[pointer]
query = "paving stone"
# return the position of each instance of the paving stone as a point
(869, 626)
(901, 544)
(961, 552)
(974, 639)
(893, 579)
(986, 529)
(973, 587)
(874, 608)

» Requirement: Convert the rows above into a JSON list of strings, with one string for each line and blank lines omitted.

» Exercise answer:
[
  "[pointer]",
  "query = \"paving stone\"",
  "# return the position of each instance of the paving stone as a point",
  "(869, 626)",
  "(901, 544)",
  "(961, 552)",
  "(974, 639)",
  "(893, 579)",
  "(986, 529)",
  "(973, 587)",
  "(874, 608)"
]